┌─ Extracted entries

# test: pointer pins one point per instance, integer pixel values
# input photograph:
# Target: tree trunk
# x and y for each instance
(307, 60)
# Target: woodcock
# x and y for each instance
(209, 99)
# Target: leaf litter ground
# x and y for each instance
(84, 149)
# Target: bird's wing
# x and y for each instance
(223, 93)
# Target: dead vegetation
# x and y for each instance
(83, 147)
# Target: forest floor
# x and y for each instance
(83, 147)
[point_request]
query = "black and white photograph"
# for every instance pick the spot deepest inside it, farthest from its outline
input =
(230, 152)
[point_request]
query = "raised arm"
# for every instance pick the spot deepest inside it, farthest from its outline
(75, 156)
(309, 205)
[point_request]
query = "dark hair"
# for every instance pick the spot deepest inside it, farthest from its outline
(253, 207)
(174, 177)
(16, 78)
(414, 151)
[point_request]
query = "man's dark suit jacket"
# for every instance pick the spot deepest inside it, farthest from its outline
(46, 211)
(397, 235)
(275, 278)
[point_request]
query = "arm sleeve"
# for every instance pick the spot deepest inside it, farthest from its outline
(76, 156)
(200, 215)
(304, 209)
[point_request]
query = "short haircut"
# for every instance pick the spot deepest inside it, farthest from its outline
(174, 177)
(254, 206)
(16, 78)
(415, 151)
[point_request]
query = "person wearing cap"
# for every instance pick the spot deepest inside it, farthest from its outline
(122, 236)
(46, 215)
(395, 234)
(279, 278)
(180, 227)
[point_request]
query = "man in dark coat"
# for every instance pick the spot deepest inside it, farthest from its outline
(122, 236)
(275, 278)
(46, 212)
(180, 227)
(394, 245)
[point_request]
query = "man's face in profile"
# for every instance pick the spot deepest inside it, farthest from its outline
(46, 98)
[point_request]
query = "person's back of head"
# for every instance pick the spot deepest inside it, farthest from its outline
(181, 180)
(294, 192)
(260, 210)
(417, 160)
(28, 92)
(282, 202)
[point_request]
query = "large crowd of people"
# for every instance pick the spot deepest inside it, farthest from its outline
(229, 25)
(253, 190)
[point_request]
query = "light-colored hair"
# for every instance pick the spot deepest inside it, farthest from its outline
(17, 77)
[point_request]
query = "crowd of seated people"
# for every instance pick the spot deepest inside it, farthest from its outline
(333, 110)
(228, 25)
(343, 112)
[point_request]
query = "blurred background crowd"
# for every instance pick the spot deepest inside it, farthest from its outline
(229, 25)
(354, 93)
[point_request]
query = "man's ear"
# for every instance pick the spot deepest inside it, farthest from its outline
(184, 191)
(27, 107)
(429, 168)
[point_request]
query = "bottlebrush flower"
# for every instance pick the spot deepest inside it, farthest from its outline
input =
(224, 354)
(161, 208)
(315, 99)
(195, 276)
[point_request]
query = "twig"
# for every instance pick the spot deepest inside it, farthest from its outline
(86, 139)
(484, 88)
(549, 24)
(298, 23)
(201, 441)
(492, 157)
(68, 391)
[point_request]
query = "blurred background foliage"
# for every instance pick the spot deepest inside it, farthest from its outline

└─

Problem to work on
Could you reproduce all of the entries exactly as they appear?

Output
# test: pointer pins one point per instance, integer pixel values
# input photograph:
# Target: tree trunk
# x and y for each instance
(307, 60)
# Target: woodcock
# x and y for each instance
(209, 99)
# Target: leaf litter ground
# x and y for each instance
(84, 149)
# Target: bird's wing
# x and y for each instance
(223, 93)
# Target: dead vegetation
# x and y for each instance
(83, 147)
# Target: forest floor
# x and y for each instance
(83, 147)
[point_request]
query = "black and white photograph"
# for every instance pick the spot deepest inside it, farthest from its outline
input =
(230, 152)
[point_request]
query = "raised arm"
# for every instance pick the spot deepest inside it, farthest from its outline
(75, 156)
(309, 205)
[point_request]
query = "dark hair"
# for every instance pick the spot deepest inside it, farthest from its outline
(253, 207)
(174, 177)
(16, 78)
(414, 151)
[point_request]
query = "man's dark suit jacket"
# for every instance pick the spot deepest inside it, farthest from its outline
(46, 211)
(397, 235)
(275, 278)
[point_request]
query = "arm sleeve"
# for every instance pick the spot deepest inside it, farthest from its outline
(76, 156)
(200, 215)
(304, 209)
[point_request]
query = "short haircut"
# for every instance pick the spot deepest inside it, farthest from its outline
(174, 177)
(254, 206)
(16, 78)
(415, 151)
[point_request]
query = "person wearing cap"
# for every instance pick the spot deepest inside it, farthest from its outline
(122, 236)
(46, 215)
(395, 234)
(279, 278)
(180, 227)
[point_request]
query = "man in dark coat"
# for every instance pick the spot deepest inside it, farthest from its outline
(122, 236)
(275, 278)
(46, 212)
(180, 227)
(394, 245)
[point_request]
query = "man's face in profile"
# for every instance pick the spot deepest inside it, farthest from its outline
(46, 98)
[point_request]
query = "person's back of head"
# for every instance pick the spot deepest inside it, farthest from its outline
(181, 180)
(294, 192)
(260, 210)
(417, 160)
(28, 92)
(282, 202)
[point_request]
query = "large crowd of people"
# for every instance pick the spot deepest inside it, farthest from its outline
(229, 25)
(253, 190)
[point_request]
query = "light-colored hair"
# for every instance pick the spot deepest inside it, farthest from its outline
(17, 77)
[point_request]
query = "crowd of seated people"
# for every instance pick the spot deepest inside it, farthest from its outline
(333, 110)
(228, 25)
(343, 112)
[point_request]
query = "blurred background crowd"
# for every instance pick the spot deepest inside it, farthest from its outline
(229, 25)
(354, 93)
[point_request]
query = "man's ear"
# for every instance pick the spot deepest inside it, farthest from its outline
(184, 191)
(27, 107)
(429, 168)
[point_request]
query = "bottlebrush flower"
# for every instance pick the spot deepest inside it, farthest from its outline
input =
(224, 354)
(161, 208)
(315, 99)
(195, 276)
[point_request]
query = "twig"
# for every instance pick the spot deepest inside it, farthest from its outline
(86, 139)
(484, 88)
(549, 24)
(298, 23)
(201, 441)
(492, 157)
(68, 391)
[point_request]
query = "blurred background foliage"
# for every instance pick the spot deepest inside it, farthest from its outline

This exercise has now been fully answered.